Stated goal: Reproduce the following items word for word, starting with the line that contains "slope in the image." and going on through the line that contains "[248,648,270,774]", both included.
****************************************
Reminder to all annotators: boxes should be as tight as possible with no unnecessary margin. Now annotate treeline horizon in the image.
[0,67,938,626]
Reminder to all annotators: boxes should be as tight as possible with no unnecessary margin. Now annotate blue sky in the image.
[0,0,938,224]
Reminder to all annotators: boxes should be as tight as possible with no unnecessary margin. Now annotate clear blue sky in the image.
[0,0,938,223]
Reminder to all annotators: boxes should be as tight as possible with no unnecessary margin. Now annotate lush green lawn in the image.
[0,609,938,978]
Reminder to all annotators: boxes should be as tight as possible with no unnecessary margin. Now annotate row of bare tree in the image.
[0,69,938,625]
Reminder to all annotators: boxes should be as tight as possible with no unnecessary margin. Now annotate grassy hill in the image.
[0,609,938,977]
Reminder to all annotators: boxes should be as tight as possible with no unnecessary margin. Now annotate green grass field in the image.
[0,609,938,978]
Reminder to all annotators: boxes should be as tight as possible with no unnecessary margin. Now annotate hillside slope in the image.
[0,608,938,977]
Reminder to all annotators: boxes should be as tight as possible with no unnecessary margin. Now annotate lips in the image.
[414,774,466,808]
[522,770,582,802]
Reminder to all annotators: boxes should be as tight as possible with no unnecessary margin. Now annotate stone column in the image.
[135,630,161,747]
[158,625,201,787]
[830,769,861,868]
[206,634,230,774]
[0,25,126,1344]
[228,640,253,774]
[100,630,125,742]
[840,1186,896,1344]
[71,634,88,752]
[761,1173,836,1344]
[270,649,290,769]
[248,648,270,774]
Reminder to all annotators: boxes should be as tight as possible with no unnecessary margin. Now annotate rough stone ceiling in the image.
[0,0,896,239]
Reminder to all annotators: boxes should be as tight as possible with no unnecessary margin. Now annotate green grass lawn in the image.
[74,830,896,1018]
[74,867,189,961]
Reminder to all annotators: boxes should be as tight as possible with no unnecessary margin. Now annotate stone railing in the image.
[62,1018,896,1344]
****************************************
Response to the task:
Reminder to all annotators: boxes should be as tight as possible with no unnecessary margin. Now annotate hillside slope in the image.
[0,608,938,977]
Reminder to all annotators: boxes should be as tight as possible with no unnecessary margin. Now annotate lips in the image.
[414,774,466,808]
[522,770,582,802]
Reminder to all annotators: boxes should be as tight as possible with no unnecessary margin. Now annotate stone column in the image.
[135,630,161,747]
[158,625,201,787]
[830,769,861,868]
[206,634,230,774]
[0,25,126,1344]
[228,640,253,774]
[100,630,125,742]
[840,1186,896,1344]
[71,634,88,752]
[761,1173,836,1344]
[270,649,290,769]
[248,648,270,774]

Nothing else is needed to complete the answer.